Письменное задание: Как, согласно отрывку ниже, Нина Тумаркин охарактеризовала память о «Великой Отечественной войне»?

Предоставленный отрывок:
---+---

Александр Семенов - Империя и нация в зеркале исторической памяти: Сборник статей
Говоря об идущей с 1991 года русификации советской культуры памяти о войне, Ютта Шеррер констатирует, что «память о Второй мировой войне, прежде объединявшая [народы СССР], исчезла» [218] . При этом, однако, отсортированная и пропагандировавшаяся партией и государством память о «Великой Отечественной войне», которую Нина Тумаркин охарактеризовала как «советскую гражданскую религию» [219] , не лишилась своего предмета. Скорее, эта «гражданская религия», которая, по утверждению А. Лангеноля, была «расколотой», теперь превратилась в чисто российскую [220] . Дан Динер указывает в данной связи на оборотную сторону рерусификации советской истории в целом: «В постсоветской России <…> ушедшую в прошлое власть коммунистов окрашивают в этнические цвета таким образом, словно это был режим нерусских российских национальностей: режим евреев, кавказцев, прибалтов и других народов» [221] . Кроме того, в большинстве стран СНГ, в отличие от стран первого – третьего типа, по-прежнему используется символический язык коммунистической эры. Это относится даже к гражданским инициативам, таким как «Мемориал» и «Память», которые были, правда, типичными продуктами времени перестройки. С тех пор они в значительной мере утратили свое влияние. Тоже можно сказать и о созданных «афганцами» музеях павших, а также о памятных местах и мемориалах ГУЛАГа [222] . Крайний случай представляет собой провозглашенная в 1990 году и не признанная мировым сообществом диктаторская квазиреспублика в Приднестровье, которую удачно называют то «СССР после СССР», то «Зомби-ССР», то «музей коммунизма под открытым небом». В Приднестровье не только используется советский символический язык, но почти неизменным осталось его коммунистическое идеологическое содержание. [223]
IX
Сопоставив высказывание Сандры Калниете о равноценности коммунистической и национал-социалистской диктатуры и вытекающей из этого необходимости для Европы пересмотреть свою политику в отношении прошлого с суждением Петера Эстерхази о нерешительности Восточной Европы в деле преодоления прошлого, мы получим наглядное представление о диапазоне разброса культур памяти в посткоммунистической части континента. Одновременно становится ясно, что и решительное требование латвийского министра, и пессимистическое наблюдение венгерского писателя резко отличаются от упомянутого в начале статьи «немецкого индустриального стандарта» политики прошлого.

---+---

Раздел набора данных:
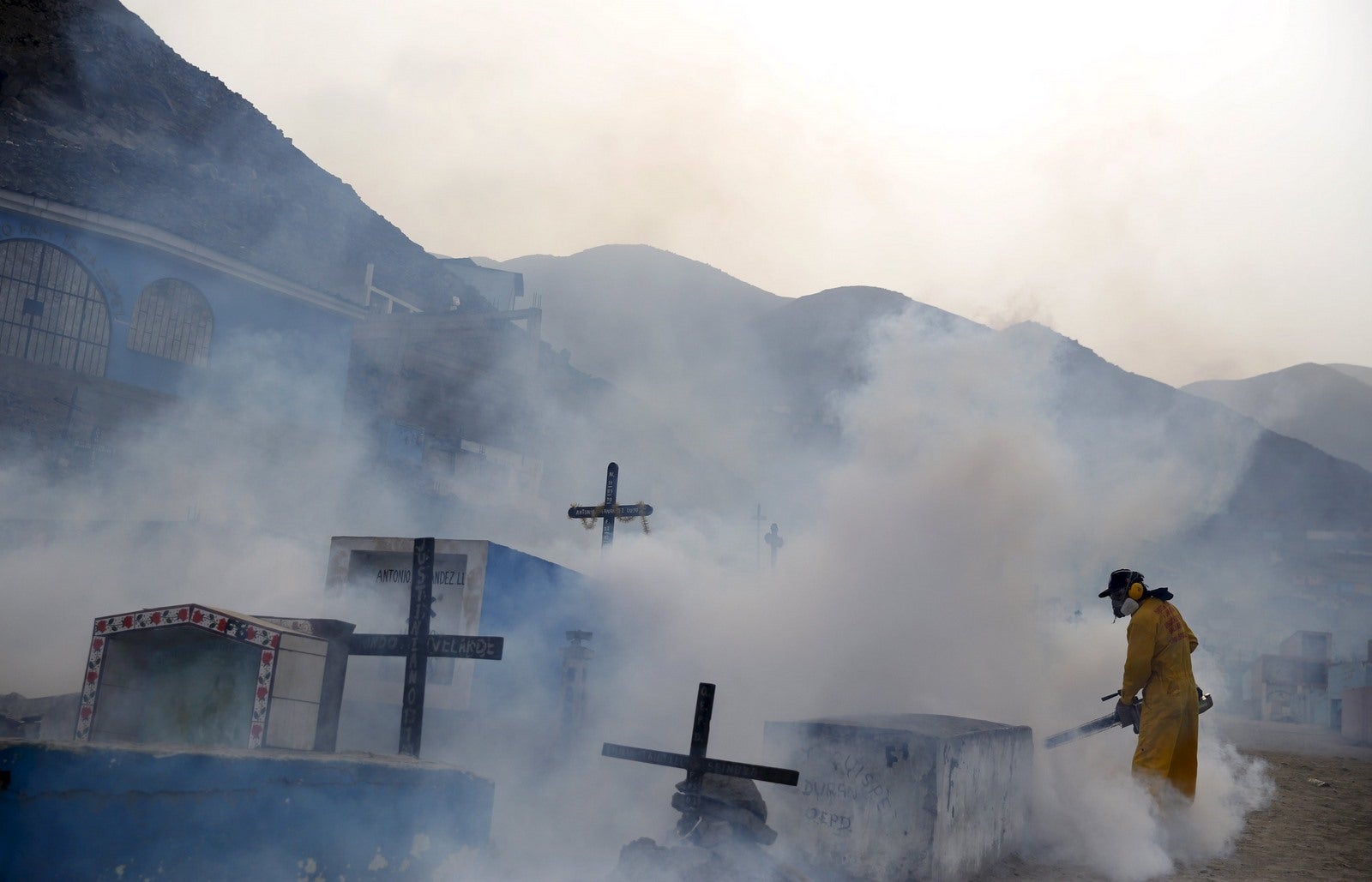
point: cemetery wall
(123, 260)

---+---

В ответ: Как «советскую гражданскую религию».